Exercises to complete —
1. For the excerpt on intelligence, state whether each statement below agrees with it. Answer yes or no for each, and quote the words of the excerpt that settle it.
(a) Heritability estimates for g in adult populations fall between 0.5 and 0.8.
(b) The g factor directly reveals the computational architecture of the cognitive systems being tested.
(c) Transfer learning is optimization across problem classes not seen during training.
2. According to the excerpt on intelligence, the g factor is a statistical artifact of which methodology?
3. Extend the excerpt on intelligence, picking up right after its final line.

*** Opening Excerpt provided ***

This has immediate consequences:

Narrow intelligence is optimization in a well-defined problem class with known distribution.
General intelligence is optimization across problem classes, including problem classes not seen during training.
Transfer learning is the intermediate case: generalization to problem classes related to the training distribution in ways the system can exploit.

Current large language models achieve striking narrow and transfer performance but have not demonstrated general intelligence in the technical sense — optimization across arbitrary computable reward functions. The claim that they have is a marketing claim, not a scientific one.

Measurement and the g Factor

Psychometric intelligence research developed the g factor — a statistical latent variable extracted from performance on cognitive tests — as its central construct. The g factor is real in the sense that it reliably predicts variance in educational and occupational outcomes. It is misunderstood as the thing that intelligence is.

The g factor is a statistical artifact of a specific methodology: factor analysis of test performance correlations. It captures whatever is common to the tests in the factor analysis. Change the tests and you get a different g. The g factor tells us nothing directly about the computational architecture of the cognitive systems being tested. It is a useful measurement instrument and a poor theoretical foundation.

Heritability estimates for g are consistently high (0.5–0.8 in adult populations), which tells us that genetic factors explain a large proportion of variance in g within a given population under a given range of environments. This does not mean intelligence is fixed, or that environmental intervention is futile, or that group differences in g are genetic in origin. Each of these inferences involves an additional step that the heritability data do not support. That all three inferences are routinely drawn tells us something about motivated reasoning, not about the data.

Machine Intelligence

The engineering question is whether machines can be built that satisfy the adaptive problem-solving definition. The answer is conditional: yes, within specified environment classes; not yet demonstrated across arbitrary computable environments.

Artificial intelligence systems in 2020–2026 demonstrate:

Superhuman performance in several narrow domains (chess, Go, protein structure prediction, specific mathematical theorem classes)
Strong transfer performance in language tasks (comprehension, translation, summarization, code generation)

*** Closing Excerpt provided ***
*** Opening Dataset extract ***

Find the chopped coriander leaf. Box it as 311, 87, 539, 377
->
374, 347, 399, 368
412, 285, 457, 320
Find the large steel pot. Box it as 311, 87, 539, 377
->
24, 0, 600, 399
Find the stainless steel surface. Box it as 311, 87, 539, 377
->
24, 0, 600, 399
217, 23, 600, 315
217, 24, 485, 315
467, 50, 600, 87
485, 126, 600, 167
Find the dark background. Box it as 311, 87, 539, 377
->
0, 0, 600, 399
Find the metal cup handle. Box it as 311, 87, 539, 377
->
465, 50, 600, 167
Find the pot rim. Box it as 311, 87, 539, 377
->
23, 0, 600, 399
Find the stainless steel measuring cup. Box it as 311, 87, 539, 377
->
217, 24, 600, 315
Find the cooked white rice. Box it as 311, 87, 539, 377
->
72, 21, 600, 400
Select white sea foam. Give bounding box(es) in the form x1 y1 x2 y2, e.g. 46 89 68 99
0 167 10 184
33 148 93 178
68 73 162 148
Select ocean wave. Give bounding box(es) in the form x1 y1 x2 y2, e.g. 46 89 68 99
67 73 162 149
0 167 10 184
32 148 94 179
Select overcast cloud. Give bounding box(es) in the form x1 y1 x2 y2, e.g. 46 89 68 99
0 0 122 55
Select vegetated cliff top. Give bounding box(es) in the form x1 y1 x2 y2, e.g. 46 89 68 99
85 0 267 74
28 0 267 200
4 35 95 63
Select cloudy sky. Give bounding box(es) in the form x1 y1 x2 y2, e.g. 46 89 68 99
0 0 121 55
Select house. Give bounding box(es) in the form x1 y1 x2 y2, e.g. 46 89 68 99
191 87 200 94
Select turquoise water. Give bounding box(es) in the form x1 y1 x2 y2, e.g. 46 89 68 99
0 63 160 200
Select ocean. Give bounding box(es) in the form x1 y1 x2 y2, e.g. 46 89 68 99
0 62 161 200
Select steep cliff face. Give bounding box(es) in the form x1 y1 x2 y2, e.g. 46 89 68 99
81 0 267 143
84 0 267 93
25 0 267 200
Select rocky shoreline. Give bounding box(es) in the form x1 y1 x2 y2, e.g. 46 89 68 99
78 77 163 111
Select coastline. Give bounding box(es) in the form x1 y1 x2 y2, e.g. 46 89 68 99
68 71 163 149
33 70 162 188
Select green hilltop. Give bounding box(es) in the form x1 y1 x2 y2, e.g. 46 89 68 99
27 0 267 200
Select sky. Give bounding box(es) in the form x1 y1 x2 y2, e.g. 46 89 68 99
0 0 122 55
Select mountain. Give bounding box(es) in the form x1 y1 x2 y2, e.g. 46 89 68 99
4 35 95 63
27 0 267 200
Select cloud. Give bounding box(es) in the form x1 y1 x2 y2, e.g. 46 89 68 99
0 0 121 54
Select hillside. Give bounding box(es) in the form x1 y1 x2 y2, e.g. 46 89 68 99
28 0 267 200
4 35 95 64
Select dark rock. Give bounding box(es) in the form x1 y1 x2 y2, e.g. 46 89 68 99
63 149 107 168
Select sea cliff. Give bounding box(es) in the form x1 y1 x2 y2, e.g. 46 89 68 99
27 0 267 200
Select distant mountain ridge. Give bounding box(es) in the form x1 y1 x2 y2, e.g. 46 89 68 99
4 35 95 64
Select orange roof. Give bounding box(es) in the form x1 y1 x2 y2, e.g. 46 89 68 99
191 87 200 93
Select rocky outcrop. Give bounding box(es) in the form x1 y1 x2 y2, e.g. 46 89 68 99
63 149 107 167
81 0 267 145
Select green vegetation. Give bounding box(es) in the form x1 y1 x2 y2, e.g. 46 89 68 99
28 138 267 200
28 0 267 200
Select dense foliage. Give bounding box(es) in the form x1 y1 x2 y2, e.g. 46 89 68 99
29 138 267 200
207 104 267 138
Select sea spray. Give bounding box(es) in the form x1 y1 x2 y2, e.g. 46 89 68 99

*** Closing Dataset extract ***

Your responses —
1.
(a) Yes: "Heritability estimates for g are consistently high (0.5–0.8 in adult populations)"
(b) No: "The g factor tells us nothing directly about the computational architecture of the cognitive systems being tested."
(c) No: "Transfer learning is the intermediate case: generalization to problem classes related to the training distribution in ways the system can exploit."

2. Factor analysis of test performance correlations.

3.
Unreliable but sometimes impressive performance in multi-step reasoning tasks
Consistent failure in tasks requiring causal reasoning, counterfactual reasoning, and systematic generalization to out-of-distribution environments

The pattern is what algorithmic information theory predicts: current systems implement powerful function approximation over training distributions. They do not implement a search process across arbitrary problem classes. The question of whether scaling function approximation will eventually produce general intelligence is empirically open. It cannot be settled by demonstration on existing benchmarks, because existing benchmarks are within the training distribution.

The persistent anthropomorphism in public descriptions of machine intelligence — systems that 'understand,' 'reason,' 'know,' 'believe' — is not merely imprecise language. It actively impedes the engineering question by importing folk-psychological categories that do not carve machine cognition at its joints. A system that produces fluent text does not thereby understand it in any sense that implies the full cognitive architecture understanding entails in human cases. Whether it does so in a weaker sense requires specification of which weaker sense, followed by empirical investigation — not terminological legislation.

The correct framing for machine intelligence research: specify the environment class, specify the task class, specify the performance criterion, measure performance. Claims that outrun this framing are hypotheses, not demonstrations. The field's persistent failure to distinguish its hypotheses from its demonstrations has produced a thirty-year oscillation between hype and winter that is not, at its core, a failure of intelligence. It is a failure of epistemology.